▶ _Prompt_
Print exactly the lines from the one containing "the wooden bed" through the last line of the listing, both included.
— START Source material —
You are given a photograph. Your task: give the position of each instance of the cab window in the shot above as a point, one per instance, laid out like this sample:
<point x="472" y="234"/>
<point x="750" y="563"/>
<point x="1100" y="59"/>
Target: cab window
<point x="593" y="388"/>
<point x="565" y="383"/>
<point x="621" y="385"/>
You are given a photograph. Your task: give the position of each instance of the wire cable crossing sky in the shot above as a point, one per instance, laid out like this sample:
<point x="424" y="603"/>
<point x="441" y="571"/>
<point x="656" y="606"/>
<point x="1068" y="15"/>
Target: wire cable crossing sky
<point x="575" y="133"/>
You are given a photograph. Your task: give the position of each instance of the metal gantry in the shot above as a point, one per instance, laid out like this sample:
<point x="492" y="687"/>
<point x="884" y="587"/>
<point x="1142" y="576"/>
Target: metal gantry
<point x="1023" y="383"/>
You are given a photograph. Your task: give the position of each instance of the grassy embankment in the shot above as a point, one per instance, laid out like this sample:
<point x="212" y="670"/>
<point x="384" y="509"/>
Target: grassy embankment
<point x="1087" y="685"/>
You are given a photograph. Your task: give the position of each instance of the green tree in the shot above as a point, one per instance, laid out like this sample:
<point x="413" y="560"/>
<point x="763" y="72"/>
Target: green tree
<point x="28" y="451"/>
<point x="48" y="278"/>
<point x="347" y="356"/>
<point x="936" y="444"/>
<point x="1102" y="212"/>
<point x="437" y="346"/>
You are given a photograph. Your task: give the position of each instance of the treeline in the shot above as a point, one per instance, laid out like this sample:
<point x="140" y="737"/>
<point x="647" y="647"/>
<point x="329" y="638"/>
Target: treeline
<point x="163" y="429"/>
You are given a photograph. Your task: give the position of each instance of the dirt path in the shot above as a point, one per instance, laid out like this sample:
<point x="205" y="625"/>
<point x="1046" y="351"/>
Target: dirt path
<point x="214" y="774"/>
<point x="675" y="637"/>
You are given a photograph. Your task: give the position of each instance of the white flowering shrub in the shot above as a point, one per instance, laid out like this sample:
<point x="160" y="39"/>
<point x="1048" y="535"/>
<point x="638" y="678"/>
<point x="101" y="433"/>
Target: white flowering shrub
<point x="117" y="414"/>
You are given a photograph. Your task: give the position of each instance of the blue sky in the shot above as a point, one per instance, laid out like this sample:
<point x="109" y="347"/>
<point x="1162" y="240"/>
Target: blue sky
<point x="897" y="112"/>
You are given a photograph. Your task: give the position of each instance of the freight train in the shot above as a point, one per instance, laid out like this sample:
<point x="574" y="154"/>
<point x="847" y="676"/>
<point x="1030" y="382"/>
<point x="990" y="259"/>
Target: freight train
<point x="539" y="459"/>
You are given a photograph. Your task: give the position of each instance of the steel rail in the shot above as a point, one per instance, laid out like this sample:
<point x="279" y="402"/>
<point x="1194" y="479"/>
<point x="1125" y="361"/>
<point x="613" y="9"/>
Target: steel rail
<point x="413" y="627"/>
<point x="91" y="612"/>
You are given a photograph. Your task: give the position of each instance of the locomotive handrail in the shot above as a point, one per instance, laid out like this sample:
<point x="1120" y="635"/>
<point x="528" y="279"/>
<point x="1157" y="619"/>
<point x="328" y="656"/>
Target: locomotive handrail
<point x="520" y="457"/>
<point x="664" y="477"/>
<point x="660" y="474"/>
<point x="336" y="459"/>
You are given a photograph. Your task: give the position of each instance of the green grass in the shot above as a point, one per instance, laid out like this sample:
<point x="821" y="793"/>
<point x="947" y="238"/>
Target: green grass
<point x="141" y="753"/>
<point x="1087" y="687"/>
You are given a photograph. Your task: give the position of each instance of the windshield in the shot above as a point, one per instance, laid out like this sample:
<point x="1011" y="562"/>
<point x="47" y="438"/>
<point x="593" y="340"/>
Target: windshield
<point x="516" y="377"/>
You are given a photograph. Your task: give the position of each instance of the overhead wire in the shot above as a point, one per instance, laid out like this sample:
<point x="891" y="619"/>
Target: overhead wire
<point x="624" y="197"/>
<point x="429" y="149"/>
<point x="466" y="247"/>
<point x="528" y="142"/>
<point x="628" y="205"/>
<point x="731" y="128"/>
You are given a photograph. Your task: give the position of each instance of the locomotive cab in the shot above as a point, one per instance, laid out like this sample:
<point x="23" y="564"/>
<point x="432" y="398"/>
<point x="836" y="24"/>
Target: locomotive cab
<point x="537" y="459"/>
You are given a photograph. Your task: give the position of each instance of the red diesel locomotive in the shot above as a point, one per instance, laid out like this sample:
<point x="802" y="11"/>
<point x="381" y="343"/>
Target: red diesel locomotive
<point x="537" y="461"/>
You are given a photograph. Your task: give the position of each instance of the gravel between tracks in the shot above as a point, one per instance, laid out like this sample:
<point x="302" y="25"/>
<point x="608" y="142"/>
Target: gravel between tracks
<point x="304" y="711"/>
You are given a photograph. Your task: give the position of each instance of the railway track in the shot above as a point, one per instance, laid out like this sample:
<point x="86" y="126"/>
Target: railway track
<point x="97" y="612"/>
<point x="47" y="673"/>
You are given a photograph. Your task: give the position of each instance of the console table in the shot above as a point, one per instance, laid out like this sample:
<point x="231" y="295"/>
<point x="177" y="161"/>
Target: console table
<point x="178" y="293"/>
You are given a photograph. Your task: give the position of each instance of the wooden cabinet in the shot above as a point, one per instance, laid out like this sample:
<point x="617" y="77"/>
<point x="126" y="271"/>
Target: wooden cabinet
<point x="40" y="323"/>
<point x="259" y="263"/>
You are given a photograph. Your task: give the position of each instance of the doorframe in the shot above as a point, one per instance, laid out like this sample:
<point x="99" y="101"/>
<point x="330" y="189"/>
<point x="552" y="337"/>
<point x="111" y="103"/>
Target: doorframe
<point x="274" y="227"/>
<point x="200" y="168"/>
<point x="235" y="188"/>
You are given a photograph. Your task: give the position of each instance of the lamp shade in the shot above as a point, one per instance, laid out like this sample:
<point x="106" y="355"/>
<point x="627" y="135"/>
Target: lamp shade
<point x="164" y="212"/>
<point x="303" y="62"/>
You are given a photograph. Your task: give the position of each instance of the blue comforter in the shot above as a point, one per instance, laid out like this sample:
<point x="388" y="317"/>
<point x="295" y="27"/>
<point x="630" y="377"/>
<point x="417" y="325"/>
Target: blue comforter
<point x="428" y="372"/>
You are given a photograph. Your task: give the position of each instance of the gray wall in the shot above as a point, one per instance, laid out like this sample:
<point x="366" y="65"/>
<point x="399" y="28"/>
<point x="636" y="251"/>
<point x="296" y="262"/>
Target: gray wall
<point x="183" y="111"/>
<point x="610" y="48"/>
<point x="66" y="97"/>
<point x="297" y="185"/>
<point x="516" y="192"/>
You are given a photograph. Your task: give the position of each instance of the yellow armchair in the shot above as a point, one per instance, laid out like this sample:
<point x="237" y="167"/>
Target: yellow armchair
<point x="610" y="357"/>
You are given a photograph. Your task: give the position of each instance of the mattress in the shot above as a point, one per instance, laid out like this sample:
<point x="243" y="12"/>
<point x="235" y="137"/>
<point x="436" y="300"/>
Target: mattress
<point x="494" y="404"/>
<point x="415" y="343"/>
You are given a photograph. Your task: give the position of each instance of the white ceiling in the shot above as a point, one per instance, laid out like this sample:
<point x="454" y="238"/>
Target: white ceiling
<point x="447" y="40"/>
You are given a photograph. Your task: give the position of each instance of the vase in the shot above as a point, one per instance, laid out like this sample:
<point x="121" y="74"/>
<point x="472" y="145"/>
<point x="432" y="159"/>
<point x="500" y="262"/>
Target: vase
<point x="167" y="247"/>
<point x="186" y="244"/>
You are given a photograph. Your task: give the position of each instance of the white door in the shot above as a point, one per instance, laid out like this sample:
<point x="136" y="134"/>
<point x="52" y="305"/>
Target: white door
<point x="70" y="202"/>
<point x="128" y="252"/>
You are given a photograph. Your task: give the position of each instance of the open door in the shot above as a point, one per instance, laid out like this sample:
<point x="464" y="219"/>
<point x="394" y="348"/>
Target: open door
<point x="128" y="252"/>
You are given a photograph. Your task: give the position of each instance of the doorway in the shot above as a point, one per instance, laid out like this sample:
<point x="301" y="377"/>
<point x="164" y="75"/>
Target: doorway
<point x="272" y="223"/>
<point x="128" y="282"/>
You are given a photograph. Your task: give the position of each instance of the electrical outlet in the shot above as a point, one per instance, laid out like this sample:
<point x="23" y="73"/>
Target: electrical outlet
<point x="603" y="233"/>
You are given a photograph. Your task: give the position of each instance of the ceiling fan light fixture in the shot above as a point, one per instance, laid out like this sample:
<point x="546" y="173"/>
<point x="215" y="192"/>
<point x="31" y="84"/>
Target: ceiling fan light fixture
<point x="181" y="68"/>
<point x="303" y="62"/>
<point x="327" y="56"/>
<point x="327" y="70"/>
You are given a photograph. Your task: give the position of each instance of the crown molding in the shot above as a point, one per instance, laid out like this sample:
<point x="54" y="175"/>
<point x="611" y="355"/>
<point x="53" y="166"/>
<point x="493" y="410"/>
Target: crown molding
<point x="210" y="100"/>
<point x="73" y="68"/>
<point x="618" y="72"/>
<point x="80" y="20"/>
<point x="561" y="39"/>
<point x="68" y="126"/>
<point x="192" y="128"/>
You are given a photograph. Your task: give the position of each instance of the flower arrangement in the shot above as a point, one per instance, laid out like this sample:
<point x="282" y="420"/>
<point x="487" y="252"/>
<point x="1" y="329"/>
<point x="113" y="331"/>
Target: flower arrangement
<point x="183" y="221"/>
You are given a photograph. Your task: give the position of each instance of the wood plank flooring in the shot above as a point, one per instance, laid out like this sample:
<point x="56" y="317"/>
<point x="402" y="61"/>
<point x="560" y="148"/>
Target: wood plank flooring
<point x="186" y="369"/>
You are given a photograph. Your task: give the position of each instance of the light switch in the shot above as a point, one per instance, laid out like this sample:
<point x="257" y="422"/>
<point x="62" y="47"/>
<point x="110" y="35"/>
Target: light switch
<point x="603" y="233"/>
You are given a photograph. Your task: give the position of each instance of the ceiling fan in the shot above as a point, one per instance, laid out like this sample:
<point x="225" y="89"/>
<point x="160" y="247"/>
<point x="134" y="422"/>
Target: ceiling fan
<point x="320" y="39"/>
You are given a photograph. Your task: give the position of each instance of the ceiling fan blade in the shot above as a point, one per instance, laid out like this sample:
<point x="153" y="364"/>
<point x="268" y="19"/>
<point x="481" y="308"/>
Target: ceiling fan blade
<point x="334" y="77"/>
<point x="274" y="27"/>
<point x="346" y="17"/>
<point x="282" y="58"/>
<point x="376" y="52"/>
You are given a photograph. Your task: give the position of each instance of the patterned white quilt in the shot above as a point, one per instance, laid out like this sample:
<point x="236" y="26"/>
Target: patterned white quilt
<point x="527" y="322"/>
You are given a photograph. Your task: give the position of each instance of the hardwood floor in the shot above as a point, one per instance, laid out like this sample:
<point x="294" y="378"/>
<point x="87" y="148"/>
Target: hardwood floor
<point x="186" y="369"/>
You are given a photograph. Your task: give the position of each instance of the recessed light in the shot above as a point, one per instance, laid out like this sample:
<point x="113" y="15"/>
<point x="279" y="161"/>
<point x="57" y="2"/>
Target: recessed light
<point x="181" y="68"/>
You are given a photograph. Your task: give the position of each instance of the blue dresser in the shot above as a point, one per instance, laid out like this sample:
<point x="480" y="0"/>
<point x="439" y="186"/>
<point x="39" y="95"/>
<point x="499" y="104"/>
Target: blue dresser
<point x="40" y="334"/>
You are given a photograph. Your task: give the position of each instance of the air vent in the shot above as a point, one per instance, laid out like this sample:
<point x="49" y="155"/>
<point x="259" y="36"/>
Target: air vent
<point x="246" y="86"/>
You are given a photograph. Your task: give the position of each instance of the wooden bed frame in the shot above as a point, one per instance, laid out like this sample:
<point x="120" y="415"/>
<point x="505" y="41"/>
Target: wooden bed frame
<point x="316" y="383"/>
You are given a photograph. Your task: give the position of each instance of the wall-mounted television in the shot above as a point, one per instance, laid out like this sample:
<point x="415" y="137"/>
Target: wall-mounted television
— END Source material —
▶ _Correct result_
You are given a photograph. Your task: give the position of each instance of the wooden bed frame in the shot above as a point, one per instance, laid out like this sample:
<point x="120" y="415"/>
<point x="505" y="41"/>
Target: wooden bed frame
<point x="316" y="383"/>
You are given a photograph. Your task: give the position of each instance of the wall-mounted television in the shot above as a point, one per instance, laid out like this sample:
<point x="415" y="137"/>
Target: wall-mounted television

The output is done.